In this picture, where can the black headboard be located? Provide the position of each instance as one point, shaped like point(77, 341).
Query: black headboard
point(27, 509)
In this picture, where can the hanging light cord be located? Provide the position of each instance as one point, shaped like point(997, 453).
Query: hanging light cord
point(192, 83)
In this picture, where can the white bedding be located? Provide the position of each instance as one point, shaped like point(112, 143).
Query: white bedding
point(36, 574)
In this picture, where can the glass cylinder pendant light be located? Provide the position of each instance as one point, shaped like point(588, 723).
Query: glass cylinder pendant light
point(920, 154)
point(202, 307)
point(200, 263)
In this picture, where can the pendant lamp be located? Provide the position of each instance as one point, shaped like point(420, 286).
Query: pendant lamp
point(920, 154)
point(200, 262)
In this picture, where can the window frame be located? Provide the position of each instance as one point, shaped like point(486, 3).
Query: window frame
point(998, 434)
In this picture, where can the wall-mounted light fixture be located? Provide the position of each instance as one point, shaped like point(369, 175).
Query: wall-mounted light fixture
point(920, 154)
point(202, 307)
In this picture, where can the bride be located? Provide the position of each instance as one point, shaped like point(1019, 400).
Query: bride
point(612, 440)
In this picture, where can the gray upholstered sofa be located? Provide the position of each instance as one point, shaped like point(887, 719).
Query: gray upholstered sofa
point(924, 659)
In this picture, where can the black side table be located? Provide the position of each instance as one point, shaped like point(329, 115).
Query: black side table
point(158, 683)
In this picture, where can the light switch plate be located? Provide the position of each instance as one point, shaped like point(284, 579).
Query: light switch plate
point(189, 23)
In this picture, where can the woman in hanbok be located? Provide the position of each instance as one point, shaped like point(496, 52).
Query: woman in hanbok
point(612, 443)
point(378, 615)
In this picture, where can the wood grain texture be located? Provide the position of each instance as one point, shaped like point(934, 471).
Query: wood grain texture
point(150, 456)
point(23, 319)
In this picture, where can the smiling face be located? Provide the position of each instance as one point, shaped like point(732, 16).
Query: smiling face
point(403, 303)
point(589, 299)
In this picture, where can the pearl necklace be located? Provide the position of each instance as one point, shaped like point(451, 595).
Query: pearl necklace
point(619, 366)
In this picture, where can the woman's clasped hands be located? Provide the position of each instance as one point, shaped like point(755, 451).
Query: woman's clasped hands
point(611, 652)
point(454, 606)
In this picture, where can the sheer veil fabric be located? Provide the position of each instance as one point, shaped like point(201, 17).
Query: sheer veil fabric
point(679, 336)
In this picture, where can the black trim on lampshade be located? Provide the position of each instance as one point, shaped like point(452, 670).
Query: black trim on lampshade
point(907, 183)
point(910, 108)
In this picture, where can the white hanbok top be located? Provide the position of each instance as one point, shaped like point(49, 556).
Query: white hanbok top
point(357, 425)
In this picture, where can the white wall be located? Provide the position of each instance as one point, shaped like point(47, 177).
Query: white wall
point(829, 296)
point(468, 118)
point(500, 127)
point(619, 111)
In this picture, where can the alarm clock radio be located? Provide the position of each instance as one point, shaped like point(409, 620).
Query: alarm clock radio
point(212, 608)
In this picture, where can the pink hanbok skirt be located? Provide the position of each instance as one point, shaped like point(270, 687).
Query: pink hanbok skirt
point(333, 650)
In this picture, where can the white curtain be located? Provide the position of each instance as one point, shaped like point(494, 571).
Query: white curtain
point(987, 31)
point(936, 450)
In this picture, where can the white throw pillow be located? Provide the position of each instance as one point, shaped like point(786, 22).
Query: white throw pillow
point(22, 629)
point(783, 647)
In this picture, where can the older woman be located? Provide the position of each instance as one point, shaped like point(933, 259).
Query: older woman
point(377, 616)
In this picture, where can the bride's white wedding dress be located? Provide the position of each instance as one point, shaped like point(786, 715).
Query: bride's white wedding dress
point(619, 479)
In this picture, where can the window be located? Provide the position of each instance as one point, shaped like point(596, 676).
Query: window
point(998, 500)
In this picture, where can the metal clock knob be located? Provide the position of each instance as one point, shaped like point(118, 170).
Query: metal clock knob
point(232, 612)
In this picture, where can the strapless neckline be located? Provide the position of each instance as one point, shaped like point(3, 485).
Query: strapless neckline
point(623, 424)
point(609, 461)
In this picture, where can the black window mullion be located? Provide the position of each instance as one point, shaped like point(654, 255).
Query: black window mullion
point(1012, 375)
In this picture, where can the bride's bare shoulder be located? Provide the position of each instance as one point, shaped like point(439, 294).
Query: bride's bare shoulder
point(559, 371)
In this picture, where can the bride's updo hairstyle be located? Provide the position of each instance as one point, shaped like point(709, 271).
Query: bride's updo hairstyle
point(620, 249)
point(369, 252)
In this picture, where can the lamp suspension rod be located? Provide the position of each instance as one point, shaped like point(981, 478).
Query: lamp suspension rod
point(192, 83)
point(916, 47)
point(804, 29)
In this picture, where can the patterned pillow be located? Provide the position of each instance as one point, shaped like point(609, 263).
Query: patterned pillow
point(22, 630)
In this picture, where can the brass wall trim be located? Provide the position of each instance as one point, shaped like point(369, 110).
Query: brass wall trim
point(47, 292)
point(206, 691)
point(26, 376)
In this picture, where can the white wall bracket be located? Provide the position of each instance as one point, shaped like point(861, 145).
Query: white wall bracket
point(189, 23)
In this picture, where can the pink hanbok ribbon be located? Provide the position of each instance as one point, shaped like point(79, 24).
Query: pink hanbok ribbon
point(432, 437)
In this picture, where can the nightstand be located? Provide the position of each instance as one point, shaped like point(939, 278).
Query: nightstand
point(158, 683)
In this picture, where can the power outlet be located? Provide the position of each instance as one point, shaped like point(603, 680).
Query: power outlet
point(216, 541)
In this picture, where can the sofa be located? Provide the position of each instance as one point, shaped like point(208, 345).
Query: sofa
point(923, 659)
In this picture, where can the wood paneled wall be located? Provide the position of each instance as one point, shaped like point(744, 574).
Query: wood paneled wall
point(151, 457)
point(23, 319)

--------------------------------------------------

**GIVEN INSTRUCTION:**
Rewrite the entries above as a numbered list, from the line with "In this picture, where can the bride be" up to and including the line with "point(589, 299)", leaving out any blank lines.

**ANSWER TO THIS PROBLEM:**
1. In this picture, where can the bride be located? Provide the position of each instance as one point, shaped like point(1019, 400).
2. Query: bride
3. point(612, 440)
4. In this picture, where can the gray upholstered sofa be located? Provide the position of each instance as one point, shaped like point(887, 719).
5. Query: gray upholstered sofa
6. point(924, 659)
7. In this picture, where can the black side table be located? Provide the position of each instance as one point, shaped like point(329, 115).
8. Query: black side table
9. point(158, 683)
10. In this picture, where can the light switch plate be located? Provide the position of each instance as one point, shaped like point(284, 579).
11. Query: light switch plate
12. point(189, 23)
13. In this picture, where can the woman in hanbok be located? Provide the position of each instance as one point, shaped like point(496, 52).
14. Query: woman in hanbok
15. point(612, 443)
16. point(378, 615)
17. In this picture, where can the wood grain texture be located? Provide the position of each instance as one point, shaped like point(934, 471).
18. Query: wood grain texture
19. point(150, 456)
20. point(23, 319)
21. In this picture, where can the smiling face be located? Provide the position of each instance as one point, shaped like point(732, 16).
22. Query: smiling face
23. point(403, 303)
24. point(589, 299)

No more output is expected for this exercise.